• İstek: Aşağıdaki veride "green" sözcüğünü içeren satır sayısını lütfen yalnızca bir sayı olarak verin.

• Veri kümesi:
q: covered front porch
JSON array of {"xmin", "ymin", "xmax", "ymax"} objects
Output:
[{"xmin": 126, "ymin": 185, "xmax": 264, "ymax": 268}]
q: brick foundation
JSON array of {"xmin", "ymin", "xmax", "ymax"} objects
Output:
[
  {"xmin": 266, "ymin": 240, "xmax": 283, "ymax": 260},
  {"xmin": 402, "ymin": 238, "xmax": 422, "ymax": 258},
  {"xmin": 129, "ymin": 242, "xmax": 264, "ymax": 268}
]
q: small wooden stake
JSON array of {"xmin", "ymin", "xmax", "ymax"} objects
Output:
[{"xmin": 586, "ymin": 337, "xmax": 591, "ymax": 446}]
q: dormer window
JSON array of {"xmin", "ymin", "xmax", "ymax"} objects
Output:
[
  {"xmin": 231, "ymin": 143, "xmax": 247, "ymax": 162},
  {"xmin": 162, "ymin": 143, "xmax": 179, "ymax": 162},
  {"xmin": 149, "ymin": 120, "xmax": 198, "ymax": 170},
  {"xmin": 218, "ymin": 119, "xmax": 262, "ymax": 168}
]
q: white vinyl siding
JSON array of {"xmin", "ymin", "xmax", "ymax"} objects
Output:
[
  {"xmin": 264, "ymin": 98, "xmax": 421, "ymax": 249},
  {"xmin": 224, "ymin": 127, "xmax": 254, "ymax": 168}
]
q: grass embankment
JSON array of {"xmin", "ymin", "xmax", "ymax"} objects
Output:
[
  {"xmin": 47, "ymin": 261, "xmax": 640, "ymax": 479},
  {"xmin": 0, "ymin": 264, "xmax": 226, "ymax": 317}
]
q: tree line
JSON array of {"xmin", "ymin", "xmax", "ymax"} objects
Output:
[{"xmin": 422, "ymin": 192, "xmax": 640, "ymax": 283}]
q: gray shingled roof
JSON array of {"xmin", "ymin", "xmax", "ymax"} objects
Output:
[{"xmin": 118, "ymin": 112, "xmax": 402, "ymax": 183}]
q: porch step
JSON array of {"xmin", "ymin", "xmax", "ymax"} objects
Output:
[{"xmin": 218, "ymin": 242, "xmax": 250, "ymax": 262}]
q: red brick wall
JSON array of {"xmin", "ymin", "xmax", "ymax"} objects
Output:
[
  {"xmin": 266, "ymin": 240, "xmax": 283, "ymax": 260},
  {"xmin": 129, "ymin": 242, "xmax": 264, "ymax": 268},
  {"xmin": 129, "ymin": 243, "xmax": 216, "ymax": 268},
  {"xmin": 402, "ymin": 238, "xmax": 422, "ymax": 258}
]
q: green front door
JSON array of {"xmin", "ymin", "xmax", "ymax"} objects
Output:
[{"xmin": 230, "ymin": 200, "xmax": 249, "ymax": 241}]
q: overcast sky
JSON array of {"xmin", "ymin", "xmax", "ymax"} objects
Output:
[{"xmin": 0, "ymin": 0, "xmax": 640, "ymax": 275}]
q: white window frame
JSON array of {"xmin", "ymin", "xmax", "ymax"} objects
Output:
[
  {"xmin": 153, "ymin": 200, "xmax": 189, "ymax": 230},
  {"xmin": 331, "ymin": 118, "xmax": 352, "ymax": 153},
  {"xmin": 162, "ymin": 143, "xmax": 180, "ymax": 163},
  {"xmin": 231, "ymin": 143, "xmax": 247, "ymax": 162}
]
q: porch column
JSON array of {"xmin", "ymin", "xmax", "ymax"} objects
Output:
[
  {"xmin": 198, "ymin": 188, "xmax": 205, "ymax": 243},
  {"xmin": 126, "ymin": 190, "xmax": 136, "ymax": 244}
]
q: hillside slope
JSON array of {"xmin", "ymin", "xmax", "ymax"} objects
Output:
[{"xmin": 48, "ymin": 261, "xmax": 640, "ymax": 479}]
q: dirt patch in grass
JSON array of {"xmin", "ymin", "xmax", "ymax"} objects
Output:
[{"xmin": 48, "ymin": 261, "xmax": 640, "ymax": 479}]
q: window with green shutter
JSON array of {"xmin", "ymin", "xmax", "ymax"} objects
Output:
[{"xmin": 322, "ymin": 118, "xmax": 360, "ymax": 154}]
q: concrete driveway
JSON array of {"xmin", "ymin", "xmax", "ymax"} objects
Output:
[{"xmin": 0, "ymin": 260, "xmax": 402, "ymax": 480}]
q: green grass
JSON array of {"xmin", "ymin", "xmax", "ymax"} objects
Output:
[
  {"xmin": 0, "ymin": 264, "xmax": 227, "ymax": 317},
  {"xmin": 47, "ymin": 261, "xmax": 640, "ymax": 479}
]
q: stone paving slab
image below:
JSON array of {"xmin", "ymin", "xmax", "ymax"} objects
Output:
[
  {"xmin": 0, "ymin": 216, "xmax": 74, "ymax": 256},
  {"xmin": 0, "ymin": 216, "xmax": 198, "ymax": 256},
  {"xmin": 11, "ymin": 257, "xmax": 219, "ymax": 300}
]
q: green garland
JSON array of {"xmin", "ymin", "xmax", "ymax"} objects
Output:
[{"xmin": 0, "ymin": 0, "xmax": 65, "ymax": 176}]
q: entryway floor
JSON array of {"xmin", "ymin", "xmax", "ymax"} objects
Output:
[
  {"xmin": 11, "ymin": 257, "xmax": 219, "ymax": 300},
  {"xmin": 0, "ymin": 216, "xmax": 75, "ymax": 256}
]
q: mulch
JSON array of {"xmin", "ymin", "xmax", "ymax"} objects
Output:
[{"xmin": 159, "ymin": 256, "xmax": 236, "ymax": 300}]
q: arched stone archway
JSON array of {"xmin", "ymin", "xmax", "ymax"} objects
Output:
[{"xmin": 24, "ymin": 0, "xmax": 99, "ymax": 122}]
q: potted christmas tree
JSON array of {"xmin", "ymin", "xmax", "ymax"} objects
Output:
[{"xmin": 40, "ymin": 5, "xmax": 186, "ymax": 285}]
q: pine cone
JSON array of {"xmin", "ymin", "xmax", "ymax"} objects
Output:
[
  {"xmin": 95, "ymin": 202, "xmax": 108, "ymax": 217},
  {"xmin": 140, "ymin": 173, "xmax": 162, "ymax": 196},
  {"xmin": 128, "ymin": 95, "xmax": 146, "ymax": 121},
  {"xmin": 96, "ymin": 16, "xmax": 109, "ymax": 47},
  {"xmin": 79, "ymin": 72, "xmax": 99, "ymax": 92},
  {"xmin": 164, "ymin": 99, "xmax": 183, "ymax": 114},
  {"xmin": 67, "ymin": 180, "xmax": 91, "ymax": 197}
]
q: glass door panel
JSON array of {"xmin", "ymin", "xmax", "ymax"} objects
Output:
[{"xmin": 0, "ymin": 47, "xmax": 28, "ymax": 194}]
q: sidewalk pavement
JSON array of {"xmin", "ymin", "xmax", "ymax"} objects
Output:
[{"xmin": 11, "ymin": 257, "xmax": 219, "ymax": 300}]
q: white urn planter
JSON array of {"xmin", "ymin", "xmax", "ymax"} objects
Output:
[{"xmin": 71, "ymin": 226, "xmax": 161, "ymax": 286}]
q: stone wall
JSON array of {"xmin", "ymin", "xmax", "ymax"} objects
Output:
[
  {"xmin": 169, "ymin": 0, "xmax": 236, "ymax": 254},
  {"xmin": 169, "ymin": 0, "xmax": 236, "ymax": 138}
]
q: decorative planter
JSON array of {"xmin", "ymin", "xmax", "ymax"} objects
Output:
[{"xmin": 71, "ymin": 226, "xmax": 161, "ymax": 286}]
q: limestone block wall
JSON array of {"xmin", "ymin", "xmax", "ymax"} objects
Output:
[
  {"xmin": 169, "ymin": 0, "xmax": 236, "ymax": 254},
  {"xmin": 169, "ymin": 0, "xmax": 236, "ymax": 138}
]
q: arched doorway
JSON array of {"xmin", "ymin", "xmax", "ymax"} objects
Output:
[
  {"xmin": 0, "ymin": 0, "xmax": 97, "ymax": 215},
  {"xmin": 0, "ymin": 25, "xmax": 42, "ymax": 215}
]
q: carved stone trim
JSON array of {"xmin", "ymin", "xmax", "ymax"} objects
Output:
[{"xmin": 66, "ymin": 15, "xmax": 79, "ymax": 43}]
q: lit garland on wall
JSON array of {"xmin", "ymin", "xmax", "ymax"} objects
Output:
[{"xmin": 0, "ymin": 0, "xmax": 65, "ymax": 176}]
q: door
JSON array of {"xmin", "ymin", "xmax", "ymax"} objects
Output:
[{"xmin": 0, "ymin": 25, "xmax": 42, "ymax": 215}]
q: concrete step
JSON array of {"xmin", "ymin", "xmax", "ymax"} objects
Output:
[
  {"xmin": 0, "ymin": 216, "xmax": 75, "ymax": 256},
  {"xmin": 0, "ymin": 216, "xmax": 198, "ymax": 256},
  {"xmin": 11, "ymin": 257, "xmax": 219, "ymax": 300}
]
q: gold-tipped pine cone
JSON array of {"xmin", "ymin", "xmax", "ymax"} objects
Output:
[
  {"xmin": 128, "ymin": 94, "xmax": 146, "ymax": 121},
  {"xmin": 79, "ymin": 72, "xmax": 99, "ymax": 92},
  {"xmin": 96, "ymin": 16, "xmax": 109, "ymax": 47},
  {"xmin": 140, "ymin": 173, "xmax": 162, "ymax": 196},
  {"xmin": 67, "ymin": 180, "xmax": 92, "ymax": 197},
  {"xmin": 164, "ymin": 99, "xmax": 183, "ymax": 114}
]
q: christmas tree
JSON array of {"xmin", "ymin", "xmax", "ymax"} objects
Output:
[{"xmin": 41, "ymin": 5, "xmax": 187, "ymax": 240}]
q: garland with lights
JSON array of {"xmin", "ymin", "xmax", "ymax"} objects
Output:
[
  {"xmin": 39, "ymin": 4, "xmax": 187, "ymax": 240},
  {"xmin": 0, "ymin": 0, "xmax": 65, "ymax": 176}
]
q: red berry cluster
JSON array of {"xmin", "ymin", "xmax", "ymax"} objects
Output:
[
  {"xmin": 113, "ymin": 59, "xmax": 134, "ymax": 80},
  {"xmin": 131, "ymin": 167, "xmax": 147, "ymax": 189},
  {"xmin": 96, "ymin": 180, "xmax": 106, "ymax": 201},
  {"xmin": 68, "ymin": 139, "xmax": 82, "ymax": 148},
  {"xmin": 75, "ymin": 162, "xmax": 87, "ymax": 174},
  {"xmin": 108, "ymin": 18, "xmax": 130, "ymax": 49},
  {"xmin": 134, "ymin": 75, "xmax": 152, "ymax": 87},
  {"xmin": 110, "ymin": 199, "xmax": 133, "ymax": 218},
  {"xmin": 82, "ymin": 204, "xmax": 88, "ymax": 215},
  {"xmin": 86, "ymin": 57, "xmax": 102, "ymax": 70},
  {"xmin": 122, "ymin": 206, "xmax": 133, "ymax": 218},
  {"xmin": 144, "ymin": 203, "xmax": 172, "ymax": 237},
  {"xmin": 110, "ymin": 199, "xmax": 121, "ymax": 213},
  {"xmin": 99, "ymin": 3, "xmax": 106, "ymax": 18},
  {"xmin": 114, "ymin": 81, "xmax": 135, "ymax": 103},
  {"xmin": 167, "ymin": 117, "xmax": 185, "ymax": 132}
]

• Beklenen çıktı: 4